• **Exercise brief**:
For each record, copy the text exactly and omit any picture it holds.

START Stored data

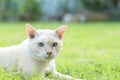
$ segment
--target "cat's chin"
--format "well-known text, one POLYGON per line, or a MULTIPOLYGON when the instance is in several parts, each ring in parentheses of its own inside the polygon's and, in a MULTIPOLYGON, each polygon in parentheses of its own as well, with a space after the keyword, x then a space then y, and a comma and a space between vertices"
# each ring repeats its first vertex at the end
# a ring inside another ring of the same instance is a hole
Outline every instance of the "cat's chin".
POLYGON ((51 60, 53 60, 54 58, 45 58, 45 59, 43 59, 43 60, 41 60, 41 61, 45 61, 45 62, 49 62, 49 61, 51 61, 51 60))
POLYGON ((45 62, 48 62, 48 61, 51 61, 54 59, 54 57, 44 57, 44 58, 33 58, 34 60, 36 61, 45 61, 45 62))
POLYGON ((54 57, 45 57, 46 60, 52 60, 54 57))

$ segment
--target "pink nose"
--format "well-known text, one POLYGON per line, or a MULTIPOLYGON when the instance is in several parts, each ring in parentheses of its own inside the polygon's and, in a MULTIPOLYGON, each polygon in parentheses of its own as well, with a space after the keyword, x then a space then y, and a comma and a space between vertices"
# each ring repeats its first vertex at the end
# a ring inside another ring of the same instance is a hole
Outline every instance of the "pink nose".
POLYGON ((47 55, 48 55, 48 56, 51 56, 51 55, 52 55, 52 52, 47 52, 47 55))

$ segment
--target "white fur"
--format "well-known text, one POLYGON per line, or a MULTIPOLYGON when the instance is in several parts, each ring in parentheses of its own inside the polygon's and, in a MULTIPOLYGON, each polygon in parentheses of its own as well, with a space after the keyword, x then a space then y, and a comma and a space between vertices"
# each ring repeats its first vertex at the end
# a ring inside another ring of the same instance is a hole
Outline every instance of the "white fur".
POLYGON ((61 79, 73 80, 68 75, 60 74, 56 71, 54 58, 61 50, 62 42, 54 30, 38 30, 33 39, 26 39, 20 45, 0 48, 0 65, 8 70, 21 71, 31 75, 34 71, 37 75, 51 72, 61 79), (39 47, 38 42, 43 42, 44 47, 39 47), (51 48, 51 44, 57 42, 58 46, 51 48), (46 52, 52 51, 48 57, 46 52))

END Stored data

• **Problem solution**:
$ segment
--target "cat's chin"
--format "well-known text, one POLYGON per line, or a MULTIPOLYGON when the instance is in several parts, each ring in parentheses of its own inside the polygon's and, in a MULTIPOLYGON, each polygon in parentheses of its own as well, with a space after the keyword, x then a space then y, and a comma and a space between vertices"
# each ring repeats its first vertex at the end
# a ring inside another ring of the same instance is a hole
Outline every instance of the "cat's chin".
POLYGON ((51 60, 53 60, 54 58, 45 58, 45 59, 43 59, 43 60, 41 60, 41 61, 45 61, 45 62, 49 62, 49 61, 51 61, 51 60))
POLYGON ((45 62, 48 62, 48 61, 51 61, 54 59, 54 57, 44 57, 44 58, 33 58, 34 60, 36 61, 45 61, 45 62))
POLYGON ((54 57, 45 57, 46 60, 52 60, 54 57))

$ segment
--target "pink nose"
--format "well-known text, one POLYGON per line, or a MULTIPOLYGON when the instance is in several parts, each ring in parentheses of its own inside the polygon's and, in a MULTIPOLYGON, each polygon in parentheses of its own as well, with a space after the keyword, x then a space then y, and a comma and a space between vertices"
# each ring repeats its first vertex at the end
# a ring inside another ring of the same instance is a hole
Outline every instance of the "pink nose".
POLYGON ((47 55, 48 55, 48 56, 51 56, 51 55, 52 55, 52 52, 47 52, 47 55))

$ segment
--target "white fur"
--format "well-known text, one POLYGON per line, or a MULTIPOLYGON when the instance is in several parts, each ring in parentheses of its own inside the polygon's and, in a MULTIPOLYGON, each polygon in parentheses of its own as well, with a space after the keyword, x then a space then y, and a comma and a space between vertices"
# each ring repeats its first vertex at the end
# a ring inside another ring of the same instance is a hole
Outline every instance of the "white fur".
POLYGON ((61 79, 73 80, 68 75, 60 74, 56 71, 54 58, 61 50, 62 42, 54 30, 38 30, 33 39, 26 39, 20 45, 0 48, 0 65, 8 70, 21 71, 31 75, 34 71, 37 75, 51 72, 61 79), (39 47, 38 42, 43 42, 44 47, 39 47), (51 48, 51 44, 57 42, 58 46, 51 48), (46 52, 52 51, 48 57, 46 52))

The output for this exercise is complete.